Extrait choisi:

________

Déficit commercial record: c'est grave docteur?


La presse économique ici et se lamente comme chaque année du "triste record" de notre déficit commercial (l'expression est du secrétaire d'Etat Hervé Novelli). "Chiffre cinglant", "déficit abyssal": il n'y a pas de mots assez durs pour stigmatiser notre perte de compétitivité dans l'économie mondiale.

Pour autant, un commerce extérieur déficitaire est-il une mauvaise nouvelle en soi? Posée comme ça la question paraît provocante tant nous sommes imprégnés de l'idée qu'un pays se gère en bon père de famille, c'est-à-dire en n'achetant pas plus qu'on a de ressources, c'est-à-dire en finançant ses importations avec ses exportations. Sinon c'est la banqueroute assurée.

Bon nombre d'économistes réfutent pourtant totalement l'idée qu'il serait malsain d'avoir une balance commerciale négative. Deux exemples intéressants:

- Si Neuilly décidait de devenir une VRAIE présipauté indépendante, imagine Alexandre Delaigue, elle aurait un déficit commercial majeur puisqu'il n'y a aucune entreprise à Neuilly mais que tous les Neuilléens (si, si vérifiez ) achètent des biens produits à l'extérieur de leur belle ville. Serait-ce grave? Pas vraiment, Neuilly continue d'être la ville la plus riche de France même si l'on n'y trouve aucune industrie. Qu'est-ce que cet exemple fictif nous enseigne?
Il nous rappelle qu'observer les statistiques des échanges de biens et services avec le reste du monde et en déduire quelque chose sur la santé économique du pays est un exercice dépourvu de signification. La balance des paiements d'un pays, en effet, dépend tout autant des échanges extérieurs que des entrées et sorties de revenus; un pays qui, au départ, reçoit massivement des revenus de l'extérieur aura toujours une balance commerciale déficitaire; surtout, ces arrivées de revenus sont ce qui crée la balance commerciale déficitaire, en faisant qu'il est moins rentable pour un entrepreneur de satisfaire les marchés étrangers plutôt que son marché local.
C'est la situation de nombreux petits pays, dont la politique fiscale garantit la richesse malgré une balance commerciale très déséquilibrée: Monaco, la Suisse, le Luxembourg... En France, nous attirons également quantité de revenus (par le tourisme, l'immobilier mais également l'investissement dans nos sociétés): notre balance commerciale déficitaire refléterait ainsi surtout la progression des investissements étrangers en France, plus forte que la croissance de nos exportations industrielles. En d'autres termes, ce déficit serait la simple conséquence de la mutation de notre économie en une économie de services, classiquement moins exportatrice, au détriment de l'industrie.

________

Données brutes:
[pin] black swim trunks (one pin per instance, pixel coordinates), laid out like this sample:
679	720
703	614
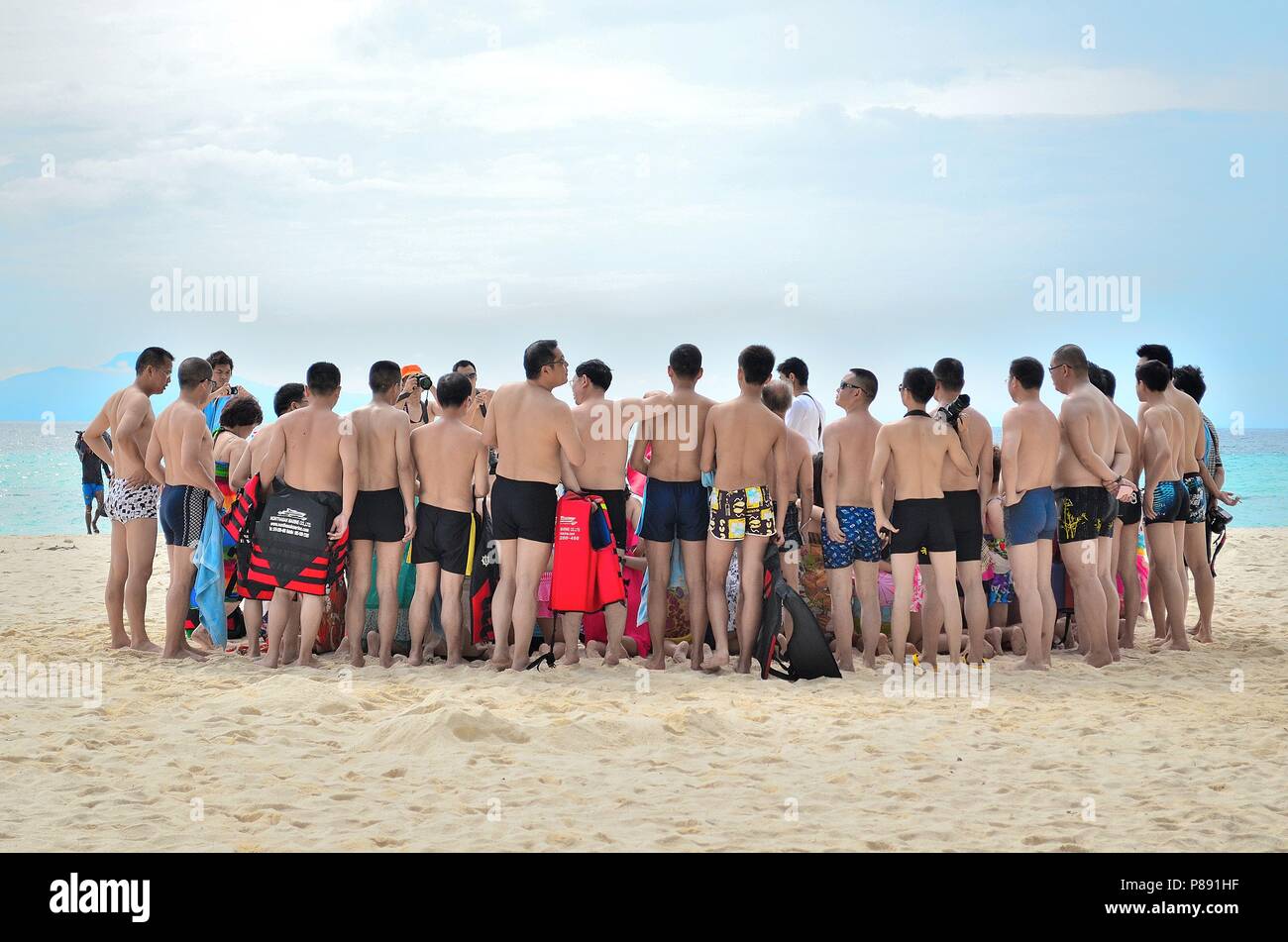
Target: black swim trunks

________

Objectif fixé 1:
Dans le texte sur le déficit commercial, recopiez mot pour mot le passage qui va de « Il nous rappelle » jusqu'à « son marché local. ».
Objectif fixé 2:
Quels petits pays le texte sur le déficit commercial cite-t-il comme riches malgré une balance commerciale très déséquilibrée ?
Objectif fixé 3:
Prolongez le texte sur le déficit commercial à la suite de sa dernière phrase.

Bonne réponse 1:
Il nous rappelle qu'observer les statistiques des échanges de biens et services avec le reste du monde et en déduire quelque chose sur la santé économique du pays est un exercice dépourvu de signification. La balance des paiements d'un pays, en effet, dépend tout autant des échanges extérieurs que des entrées et sorties de revenus; un pays qui, au départ, reçoit massivement des revenus de l'extérieur aura toujours une balance commerciale déficitaire; surtout, ces arrivées de revenus sont ce qui crée la balance commerciale déficitaire, en faisant qu'il est moins rentable pour un entrepreneur de satisfaire les marchés étrangers plutôt que son marché local.

Bonne réponse 2:
Monaco, la Suisse, le Luxembourg

Bonne réponse 3:
- Ce débat sur la balance commerciale est loin d'être neuf. Frédéric Basquiat économiste du milieu du XIXe en avait déjà fait l'un de ses chevaux de bataille dans sa guerre contre les sophismes économiques, même s'il reconnaît lui-même que "combattre la balance du commerce (...) c'est combattre un moulin à vent". Et de comparer scrupuleusement la comptabilité des douanes avec celle d'un marchand exportateur d'articles de Paris.

Le marchand déclare aux Douanes une expédition d'une valeur de 200 000 € de biens pour les Etats-Unis. Arrivé à destination, il la vend 320 000 € soit un bénéfice de 40 000 € une fois déduits les frais du voyage. Notre bonhomme en profite pour acheter du coton qu'il rapporte au Havre. Là il déclare aux Douanes la valeur de sa nouvelle cargaison, soit 352 000 € compte tenu des frais de transport. Enfin, notre marchand revend sa cargaison à 422 400 € réalisant de nouveau 70 400 € de profit.

Au total il aura réalisé un profit de 40 000 + 70 400 = 110 400 €
De son côté les Douanes auront consigné que la France a exporté 200 000 € et qu'elle a importé 350 000 €, permettant aux députés de conclure « qu'elle a dépensé et dissipé les profits de ses économies antérieures, qu'elle s'est appauvrie, qu'elle a marché vers sa ruine, qu'elle a donné à l'étranger 452 000 € de son capital. »


A l'inverse si ce marchand avait coulé en pleine mer, les Douanes auraient simplement consigné une exportation nette de 200 000 €, tandis que le malheureux marchand aurait passé cette somme par pertes et profits.

Et Basquiat de conclure:
Il y a encore cette conséquence à tirer de là, c'est que, selon la théorie de la balance du commerce, la France a un moyen tout simple de doubler à chaque instant ses capitaux. Il suffit pour cela qu'après les avoir fait passer par la douane, elle les jette à la mer. En ce cas, les exportations seront égales au montant de ses capitaux; les importations seront nulles et même impossibles, et nous gagnerons tout ce que l'Océan aura englouti.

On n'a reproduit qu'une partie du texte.